**Aim of the task:**
Reproduce the rows below word for word, without changing anything.

[Point-based annotation data]
--- start ---
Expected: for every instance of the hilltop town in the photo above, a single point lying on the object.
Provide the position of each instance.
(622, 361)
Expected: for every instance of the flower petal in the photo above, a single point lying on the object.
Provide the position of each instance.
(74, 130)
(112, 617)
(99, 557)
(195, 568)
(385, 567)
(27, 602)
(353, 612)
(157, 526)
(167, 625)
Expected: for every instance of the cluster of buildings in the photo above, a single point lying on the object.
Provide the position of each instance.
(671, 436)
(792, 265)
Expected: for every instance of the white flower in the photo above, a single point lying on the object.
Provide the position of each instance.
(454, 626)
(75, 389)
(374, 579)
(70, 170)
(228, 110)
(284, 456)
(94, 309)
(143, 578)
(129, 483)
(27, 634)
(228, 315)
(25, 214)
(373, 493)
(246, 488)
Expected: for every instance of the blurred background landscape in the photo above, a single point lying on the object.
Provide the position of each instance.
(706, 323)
--- end ---
**The completed task:**
Expected: for every instance of the hilltop town in the photo above, a single point lying on the object.
Provide the position of each instance.
(622, 361)
Expected: for every instance of the flower petal in the photo above, a single point lying on the object.
Provide the position of each instance.
(74, 130)
(112, 617)
(99, 557)
(195, 568)
(385, 567)
(27, 602)
(353, 612)
(157, 526)
(167, 625)
Expected: for every instance of the cluster of buildings in the photo above, a single point lying on the object.
Provide the position of each instance.
(671, 436)
(792, 265)
Expected: for every instance of the white flower in the photo above, a single point lying on the object.
Provide the position of each instance.
(454, 626)
(75, 389)
(374, 579)
(70, 170)
(228, 110)
(284, 456)
(94, 309)
(143, 578)
(129, 483)
(27, 634)
(228, 315)
(25, 214)
(373, 493)
(246, 488)
Expected: for every instance of the blurred background landscape in the photo above, a single point lying on the object.
Provide the position of each instance.
(706, 323)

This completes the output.